── Trecho do texto
Assim, conferir função social à empresa não significa desvinculá-la da obtenção de lucros, mas orientar a atividade empresarial para fins sociais, para objetivos coerentes com o interesse da coletividade.
O Estado não possui interesse na preservação de empresas que possuem metas particulares e são descompromissadas com a sociedade. E é por esse mesmo motivo que os empresários irregulares não são agraciados por esse instituto. Ele estaria desestimulando a regularização das empresas se garantisse à todas os mesmos benefícios. Assim, estabelece o art. 48 da 11.101/2005, que somente o empresário que se sujeita ao controle estatal, ou seja, que está regularmente inscrito na Junta Comercial, é que pode requerer a recuperação judicial.
Além disso, é necessário que ele exerça a atividade empresarial há mais de dois anos. Esse prazo nos faz inferir que a empresa era estável, possuía intenção de permanecer atuante no mercado, ou seja, não realizava uma atividade temporária.
Porquanto é necessário que além de função social, a empresa apresente viabilidade econômica, ou seja, esteja apta a ser recuperar.
────
── Dados extraídos
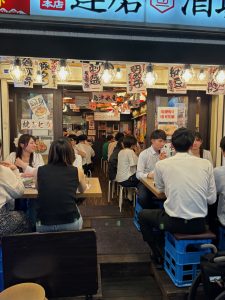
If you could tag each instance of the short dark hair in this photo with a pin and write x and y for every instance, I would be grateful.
(61, 152)
(109, 137)
(158, 134)
(197, 135)
(222, 144)
(119, 135)
(82, 137)
(72, 137)
(129, 141)
(182, 139)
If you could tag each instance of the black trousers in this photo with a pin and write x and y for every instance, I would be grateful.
(152, 219)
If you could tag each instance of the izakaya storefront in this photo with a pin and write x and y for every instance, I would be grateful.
(172, 32)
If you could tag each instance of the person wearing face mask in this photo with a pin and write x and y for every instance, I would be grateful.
(197, 149)
(25, 157)
(146, 164)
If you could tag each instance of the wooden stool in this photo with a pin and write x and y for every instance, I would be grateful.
(24, 291)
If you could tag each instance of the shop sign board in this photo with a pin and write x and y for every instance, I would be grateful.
(194, 13)
(106, 116)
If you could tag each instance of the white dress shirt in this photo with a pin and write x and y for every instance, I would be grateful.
(89, 152)
(11, 185)
(188, 183)
(219, 173)
(37, 161)
(127, 164)
(146, 162)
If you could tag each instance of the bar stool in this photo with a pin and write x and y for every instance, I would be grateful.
(111, 188)
(24, 291)
(121, 193)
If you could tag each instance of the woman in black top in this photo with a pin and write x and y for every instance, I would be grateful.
(57, 183)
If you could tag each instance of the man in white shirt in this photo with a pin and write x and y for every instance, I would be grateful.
(85, 147)
(219, 173)
(146, 164)
(189, 185)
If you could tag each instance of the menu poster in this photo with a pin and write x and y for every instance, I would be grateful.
(27, 65)
(175, 83)
(38, 106)
(213, 88)
(36, 124)
(167, 114)
(48, 78)
(104, 96)
(91, 77)
(135, 83)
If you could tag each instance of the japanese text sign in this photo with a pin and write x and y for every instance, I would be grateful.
(175, 83)
(36, 124)
(167, 114)
(197, 13)
(135, 82)
(213, 88)
(38, 106)
(91, 77)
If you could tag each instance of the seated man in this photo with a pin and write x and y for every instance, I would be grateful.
(219, 173)
(146, 164)
(189, 185)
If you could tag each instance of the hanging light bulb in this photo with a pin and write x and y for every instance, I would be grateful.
(219, 75)
(63, 72)
(150, 76)
(118, 73)
(108, 72)
(17, 72)
(202, 75)
(188, 73)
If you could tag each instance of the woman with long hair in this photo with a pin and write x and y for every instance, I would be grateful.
(197, 149)
(25, 157)
(57, 184)
(11, 186)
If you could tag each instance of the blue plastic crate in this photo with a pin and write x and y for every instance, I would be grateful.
(138, 208)
(181, 275)
(181, 246)
(182, 259)
(189, 257)
(221, 245)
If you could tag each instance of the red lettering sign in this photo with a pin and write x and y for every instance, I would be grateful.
(15, 7)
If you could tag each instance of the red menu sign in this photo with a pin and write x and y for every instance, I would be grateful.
(15, 7)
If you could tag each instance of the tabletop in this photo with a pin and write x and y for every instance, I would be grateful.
(149, 183)
(93, 190)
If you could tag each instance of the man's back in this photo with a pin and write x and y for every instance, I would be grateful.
(188, 183)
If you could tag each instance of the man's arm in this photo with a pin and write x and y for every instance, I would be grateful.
(159, 183)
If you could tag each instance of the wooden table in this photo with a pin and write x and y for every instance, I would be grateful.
(94, 190)
(149, 183)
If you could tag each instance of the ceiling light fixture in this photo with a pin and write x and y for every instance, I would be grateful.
(150, 76)
(108, 72)
(188, 73)
(63, 72)
(17, 72)
(202, 75)
(219, 75)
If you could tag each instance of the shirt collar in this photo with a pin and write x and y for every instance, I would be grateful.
(153, 151)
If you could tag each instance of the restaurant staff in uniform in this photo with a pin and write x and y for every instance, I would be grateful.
(189, 185)
(146, 164)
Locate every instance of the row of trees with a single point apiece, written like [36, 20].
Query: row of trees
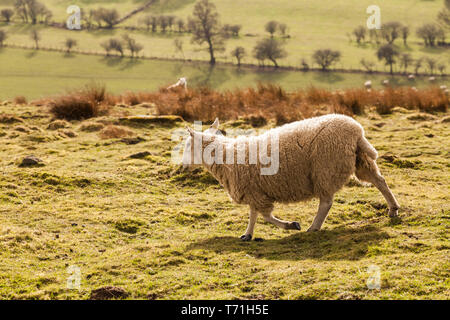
[120, 45]
[391, 56]
[29, 11]
[431, 33]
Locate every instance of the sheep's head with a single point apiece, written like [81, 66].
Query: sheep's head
[193, 149]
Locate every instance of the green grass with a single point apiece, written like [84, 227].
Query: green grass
[36, 74]
[311, 25]
[159, 234]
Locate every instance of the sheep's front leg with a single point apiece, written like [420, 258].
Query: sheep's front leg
[324, 208]
[247, 236]
[288, 225]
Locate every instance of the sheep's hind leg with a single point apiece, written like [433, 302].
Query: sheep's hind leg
[324, 208]
[288, 225]
[380, 183]
[247, 236]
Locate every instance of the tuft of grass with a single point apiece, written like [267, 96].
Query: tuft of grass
[91, 101]
[20, 100]
[115, 132]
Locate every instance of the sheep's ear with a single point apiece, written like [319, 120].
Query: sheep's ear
[191, 132]
[215, 125]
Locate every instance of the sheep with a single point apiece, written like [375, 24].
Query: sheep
[182, 82]
[316, 157]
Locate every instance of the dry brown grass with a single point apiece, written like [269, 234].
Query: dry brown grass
[20, 100]
[266, 101]
[115, 132]
[91, 101]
────
*Atividade proposta*.
Responda com base no trecho sobre recuperação judicial:
(a) Em que órgão o empresário deve estar regularmente inscrito para poder requerer a recuperação judicial?
(b) Há quanto tempo o empresário precisa exercer a atividade empresarial?
(c) O que a empresa deve apresentar além de função social?
Os dados não são utilizados nesta atividade.

*Resolução escrita*.
(a) Na Junta Comercial.
(b) Há mais de dois anos.
(c) Viabilidade econômica, ou seja, estar apta a se recuperar.